CONSEGNA – Scrivi il seguito del diario di viaggio in bicicletta sulle Ande peruviane, ripartendo subito dopo l'ultima frase riportata.

ESTRATTO DELLA PAGINA –
Giovedì, 28/7
Yura-Laguna de las vicuñas, quota 4120m
46km
In lontananza si sente il rumore, sempre più indistinto, della strada. Vaghe non sono invece le stelle, che splendono luminose come non le ho mai viste e ridono forte e ammiccano nella loro siderale distanza da ciò che accade quaggiù. Sono in tenda. Sulle Ande peruviane, a 4120m di quota, al limitare della riserva nazionale di Salinas y Aguada blanca. Si vede la via lattea da qui, e fa freddo. Ma siamo attrezzati per le temperature che scenderanno sotto allo zero, a breve. Il termometro ha fatto un tuffo a picco al basso già prima del tramonto, che qui è questione di pochi minuti.
Ora c’è il sole, e fa un caldo atroce. Ora il sole è sparito dietro ai fianchi alteri delle montagne, e il vento freddo punge la faccia e morde le mani e i piedi. Abbiamo visto le vigogne selvatiche. Sono camelidi schivi e ombrosi, ma siamo stati fortunati e oltre a un gruppo in lontananza ne abbiamo vista una famiglia da vicinissimo, che ha persino attraversato la strada a pochi metri davanti a noi. Non per altro siamo ai margini della laguna de las vicuñas. E’ stata un’emozione ineffabile di delicatezza, anche perché l’incontro è avvenuto nella luce già obliqua del sole basso, dopo una giornata veramente impegnativa.
Giornata bella, grandiosa, difficile. Abbiamo portato le nostre chiappe secche e quelle larghe e pesanti delle bici da 2500m a quassù, in una salita ininterrotta, estenuante. Mai ripida davvero. Gentile, in qualche modo. Ma passati i 3500m si comincia a sentire l’effetto della quota e lo svarionello è dietro l’angolo. Non siamo stati male, niente mal di testa, niente nausea. Semplicemente, a un certo punto, tutto è diventato pesante, come fossimo su Giove. Pesante la bici, pesanti le spalle, la gabbia toracica, pesanti le braccia e persino la lingua. I piedi! Pesantissimi. Una sola cosa si è fatta leggera leggera come un palloncino ad elio: la testa. Evaporata. Impalpabile. Pensieri mucillagginosi e a filamenti vacui, difficoltà a pensare un pensiero per più di un palpito, figuriamoci razionalizzarlo o parlare. Il poco fiato costringe al silenzio, a pesar bene le sillabe. Insomma, l’altura.

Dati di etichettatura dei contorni
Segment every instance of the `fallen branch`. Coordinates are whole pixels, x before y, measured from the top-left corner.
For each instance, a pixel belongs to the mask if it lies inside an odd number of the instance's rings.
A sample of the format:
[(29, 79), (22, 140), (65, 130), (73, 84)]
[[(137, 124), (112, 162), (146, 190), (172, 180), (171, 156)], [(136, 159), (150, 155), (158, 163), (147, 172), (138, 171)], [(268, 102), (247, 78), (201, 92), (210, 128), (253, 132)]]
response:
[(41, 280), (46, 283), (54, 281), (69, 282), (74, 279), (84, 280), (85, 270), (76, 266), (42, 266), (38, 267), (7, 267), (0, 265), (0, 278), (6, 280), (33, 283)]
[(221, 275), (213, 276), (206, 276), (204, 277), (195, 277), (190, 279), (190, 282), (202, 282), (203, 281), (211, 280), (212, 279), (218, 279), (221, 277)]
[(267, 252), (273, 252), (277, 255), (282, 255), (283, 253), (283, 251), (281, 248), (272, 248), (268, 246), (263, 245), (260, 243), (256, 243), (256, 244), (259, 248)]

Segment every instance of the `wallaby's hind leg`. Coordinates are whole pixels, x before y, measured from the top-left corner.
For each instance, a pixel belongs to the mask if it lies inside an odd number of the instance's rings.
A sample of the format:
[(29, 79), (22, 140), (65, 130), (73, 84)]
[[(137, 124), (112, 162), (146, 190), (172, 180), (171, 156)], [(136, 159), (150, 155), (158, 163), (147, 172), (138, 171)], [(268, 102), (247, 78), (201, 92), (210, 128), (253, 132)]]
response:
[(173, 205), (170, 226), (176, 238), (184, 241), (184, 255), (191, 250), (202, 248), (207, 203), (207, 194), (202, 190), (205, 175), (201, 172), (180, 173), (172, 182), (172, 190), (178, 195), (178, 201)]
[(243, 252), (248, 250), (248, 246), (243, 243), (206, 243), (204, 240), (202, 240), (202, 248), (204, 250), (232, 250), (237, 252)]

RISULTATO DELL'ESERCIZIO –
Per questo siamo stati costretti ad un’andatura minimalista, la velocità necessaria per stare in equilibrio e nulla più. E poi a frequentissime soste. Brevi, perché poi ripartire e rimettersi in pressione è quasi più dura che non tirar dritti senza indugi. Poi io sono abbastanza guarita, ma sto ancora prendendo l’antibiotico per l’accidente gastrointestinale. Gigi è raffreddato ed entrambi abbiamo dormito poco. Ma non importa, siamo arrivati dove volevamo, e abbiamo visto molto più di quel che ci aspettassimo, in bellezza e grandiosità.
il pueblo fantasma di Pampa de Arreios, dove prima c'era una stazione ferroviaria |
Stamattina siamo partiti da Yura con calma, perché il paese, in piena festa nazionale, si è risvegliato tardi. E noi avevamo bisogno di provviste per la scalata, perché il primo paese dista oltre 100km. Quindi abbiamo fatto scorte, siamo stati più volte inseguiti dai perri mali e ci siamo riportati sulla strada principale, che poi si dirama in direzione Colca oppure Puno (la nostra).
All’inizio la salita è stata attaccata con fierezza, ma già a poco meno di 20km ogni baretto e baracchino roncio è stato occasione di sosta e riposo. Poi son state solo alture, arbusti, rocce e cactus. Perfino in fiore, di una bellezza primordiale, ancestrale, antica come il mondo. E cielo, sole, e strada. Lunga. In salita. Colori azzurro e oro a perdita d’occhio, sempre più su, dove la natura si riduce a spine e corteccia ritorta, insetti corazzati e poco più.
accesso trionfale ai bagni pubblici |
Dai 3700m in poi Gigi è andato in crisi e ho temuto che non riuscisse a proseguire oltre. Poi, poco a poco, tra un biscotto e una banana, si è un po’ ripreso e abbiamo pedalato fino all’ultimo scorcio di luce. Dopodichè abbiamo dovuto montare la tenda in gran fretta, per il vento che si è fatto improvvisamente gelido. Siamo su un fianco del monte che cinge la laguna, tra gli arbusti durissimi e irti che paiono in fil di ferro. Ci siamo messi al caldo, al riparo e abbiamo approntato una cenetta. Alle 18 era buio pesto, alle 20 ora di dormire. Sto scrivendo ma crollo di sonno, non vedo l’ora di abbandonarmi al calduccio del sacco a pelo, cullata dal canto antico di queste montagne figlie della Madre terra.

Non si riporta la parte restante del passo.